Goal of the exercise =>
Find every line below where the string "clicks" shows up, and copy those lines.

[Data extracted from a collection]
▬▬▬

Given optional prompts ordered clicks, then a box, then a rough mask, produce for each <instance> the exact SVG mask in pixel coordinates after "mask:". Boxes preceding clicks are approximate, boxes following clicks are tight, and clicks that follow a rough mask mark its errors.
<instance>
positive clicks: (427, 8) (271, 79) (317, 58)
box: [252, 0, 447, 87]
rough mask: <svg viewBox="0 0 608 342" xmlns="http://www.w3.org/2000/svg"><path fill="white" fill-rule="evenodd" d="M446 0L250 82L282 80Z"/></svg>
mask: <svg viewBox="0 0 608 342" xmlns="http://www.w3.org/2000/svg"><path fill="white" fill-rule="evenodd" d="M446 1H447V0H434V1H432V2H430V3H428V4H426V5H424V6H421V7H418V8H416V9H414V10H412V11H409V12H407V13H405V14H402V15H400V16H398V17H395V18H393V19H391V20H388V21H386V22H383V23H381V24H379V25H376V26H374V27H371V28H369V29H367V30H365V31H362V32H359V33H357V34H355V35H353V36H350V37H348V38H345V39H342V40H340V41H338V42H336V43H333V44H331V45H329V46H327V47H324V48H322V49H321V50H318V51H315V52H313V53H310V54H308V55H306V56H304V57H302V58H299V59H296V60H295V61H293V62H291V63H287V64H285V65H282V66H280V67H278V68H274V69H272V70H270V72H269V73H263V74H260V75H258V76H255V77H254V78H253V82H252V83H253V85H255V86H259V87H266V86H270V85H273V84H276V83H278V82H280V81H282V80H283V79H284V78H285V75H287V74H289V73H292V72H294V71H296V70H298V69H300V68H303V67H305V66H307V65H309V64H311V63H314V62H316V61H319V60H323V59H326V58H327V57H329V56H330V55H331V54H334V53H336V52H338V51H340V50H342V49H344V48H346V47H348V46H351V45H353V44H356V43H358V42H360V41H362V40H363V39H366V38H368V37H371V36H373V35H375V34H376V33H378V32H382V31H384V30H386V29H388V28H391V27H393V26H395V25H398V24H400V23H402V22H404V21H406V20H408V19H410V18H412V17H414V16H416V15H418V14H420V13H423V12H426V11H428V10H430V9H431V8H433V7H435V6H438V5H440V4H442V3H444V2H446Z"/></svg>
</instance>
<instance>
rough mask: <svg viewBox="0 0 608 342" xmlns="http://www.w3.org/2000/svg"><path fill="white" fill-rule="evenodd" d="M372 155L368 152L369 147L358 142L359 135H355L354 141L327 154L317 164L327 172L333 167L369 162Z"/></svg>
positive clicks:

▬▬▬

Your solution =>
Given optional prompts ordered clicks, then a box, then a rough mask, produce for each <instance> the exact SVG mask in pixel coordinates after "mask:". Boxes preceding clicks are approximate, boxes following clicks are tight, and clicks that follow a rough mask mark its errors.
positive clicks: (427, 8) (271, 79) (317, 58)
positive clicks:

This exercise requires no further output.